### [STORED ROWS]

-- Start --

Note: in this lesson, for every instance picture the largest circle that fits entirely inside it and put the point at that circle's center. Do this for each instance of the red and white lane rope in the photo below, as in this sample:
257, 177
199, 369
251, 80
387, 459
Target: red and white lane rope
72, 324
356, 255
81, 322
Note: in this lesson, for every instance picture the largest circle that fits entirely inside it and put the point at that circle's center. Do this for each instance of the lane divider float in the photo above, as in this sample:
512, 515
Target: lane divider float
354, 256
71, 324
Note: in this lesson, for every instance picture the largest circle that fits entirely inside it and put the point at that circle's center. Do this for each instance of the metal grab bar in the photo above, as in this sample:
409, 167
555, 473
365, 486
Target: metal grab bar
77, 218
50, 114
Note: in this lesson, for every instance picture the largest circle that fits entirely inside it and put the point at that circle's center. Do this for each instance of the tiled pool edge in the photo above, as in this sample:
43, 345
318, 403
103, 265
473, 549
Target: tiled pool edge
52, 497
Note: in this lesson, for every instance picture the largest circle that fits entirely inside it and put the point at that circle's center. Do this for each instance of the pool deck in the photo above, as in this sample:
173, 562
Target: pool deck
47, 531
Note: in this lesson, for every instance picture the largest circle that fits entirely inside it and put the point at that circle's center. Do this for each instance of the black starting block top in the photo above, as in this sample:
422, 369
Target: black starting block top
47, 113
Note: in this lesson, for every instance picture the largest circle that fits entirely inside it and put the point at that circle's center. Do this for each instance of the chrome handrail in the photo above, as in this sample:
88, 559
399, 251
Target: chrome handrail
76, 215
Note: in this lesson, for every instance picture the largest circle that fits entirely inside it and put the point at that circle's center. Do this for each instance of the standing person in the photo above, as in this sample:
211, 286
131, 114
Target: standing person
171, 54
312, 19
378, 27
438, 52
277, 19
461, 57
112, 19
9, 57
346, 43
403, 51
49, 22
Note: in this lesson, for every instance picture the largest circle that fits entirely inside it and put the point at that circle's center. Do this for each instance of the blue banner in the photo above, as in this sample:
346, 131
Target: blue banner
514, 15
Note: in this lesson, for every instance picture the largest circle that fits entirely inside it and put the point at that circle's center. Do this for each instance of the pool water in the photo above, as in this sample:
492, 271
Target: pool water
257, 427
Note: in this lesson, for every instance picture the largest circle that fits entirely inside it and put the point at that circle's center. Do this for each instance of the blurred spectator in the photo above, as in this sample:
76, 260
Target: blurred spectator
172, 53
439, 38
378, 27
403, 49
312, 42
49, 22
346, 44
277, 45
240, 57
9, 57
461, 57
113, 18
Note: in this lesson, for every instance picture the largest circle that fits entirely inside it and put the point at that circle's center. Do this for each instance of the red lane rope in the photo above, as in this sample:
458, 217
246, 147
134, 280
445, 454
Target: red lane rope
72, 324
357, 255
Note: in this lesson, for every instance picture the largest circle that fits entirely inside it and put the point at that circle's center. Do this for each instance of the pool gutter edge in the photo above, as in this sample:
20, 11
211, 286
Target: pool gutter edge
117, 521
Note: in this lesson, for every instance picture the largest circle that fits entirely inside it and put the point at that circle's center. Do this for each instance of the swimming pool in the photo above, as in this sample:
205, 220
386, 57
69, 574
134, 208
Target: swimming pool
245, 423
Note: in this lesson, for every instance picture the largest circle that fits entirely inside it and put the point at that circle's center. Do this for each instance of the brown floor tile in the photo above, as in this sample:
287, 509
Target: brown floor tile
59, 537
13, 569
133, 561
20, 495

-- End --

Format every line from the one containing "of the brown" through the end of the rows as a numbered list, leaving out any blank lines.

1. Note: in this lesson, for every instance picture the largest circle that fits entirely inside it and put the point at that circle's center. Do this for each instance of the brown floor tile in the photo above, as in this sample:
2. 287, 509
3. Target: brown floor tile
4. 59, 537
5. 13, 569
6. 133, 561
7. 20, 495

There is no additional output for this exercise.